*Problem*
Please reproduce every row below word for word, leaving out the pictures.

*Provided records*
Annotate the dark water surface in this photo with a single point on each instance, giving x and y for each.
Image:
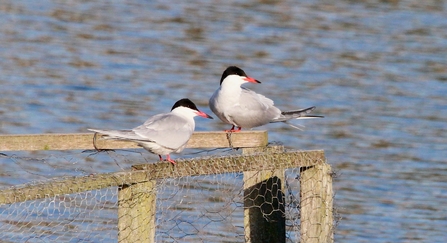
(377, 70)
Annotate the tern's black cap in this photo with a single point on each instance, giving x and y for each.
(185, 102)
(232, 70)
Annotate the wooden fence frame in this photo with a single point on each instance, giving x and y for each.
(262, 167)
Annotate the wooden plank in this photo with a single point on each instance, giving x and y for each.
(136, 212)
(316, 204)
(264, 211)
(146, 172)
(32, 142)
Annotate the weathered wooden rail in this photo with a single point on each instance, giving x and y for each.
(263, 169)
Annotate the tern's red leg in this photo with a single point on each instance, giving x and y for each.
(168, 158)
(233, 130)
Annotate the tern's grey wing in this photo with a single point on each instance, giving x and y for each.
(168, 130)
(254, 110)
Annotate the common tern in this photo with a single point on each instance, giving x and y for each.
(243, 108)
(164, 133)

*Correct output*
Annotate the dark water surface in this photo with a single point on each instance, giving x and y for each.
Image:
(377, 70)
Annotate the tern's black cap in this photo with a single point on each instance, giving x and y for each.
(185, 102)
(232, 70)
Annotate the wooden fence frame in this photo with a single point on each instance, giving x and y for each.
(262, 167)
Annotate the wooden plank in this photo with a single point on each instance, giving x and y for each.
(136, 212)
(316, 204)
(264, 211)
(146, 172)
(32, 142)
Annotate the weathered wooden rail in this photo with a single point on each instance, giving x and y for each.
(263, 169)
Annotate the tern's red leg in this photo with a single point on each instance, giving x and y for each.
(168, 158)
(233, 130)
Annotate the tern's grey wing in this photo with a single point on each instance, giving x and y for each.
(168, 130)
(254, 110)
Annotate the common tern in this photo with a single point on each instance, giving x and y for each.
(243, 108)
(164, 133)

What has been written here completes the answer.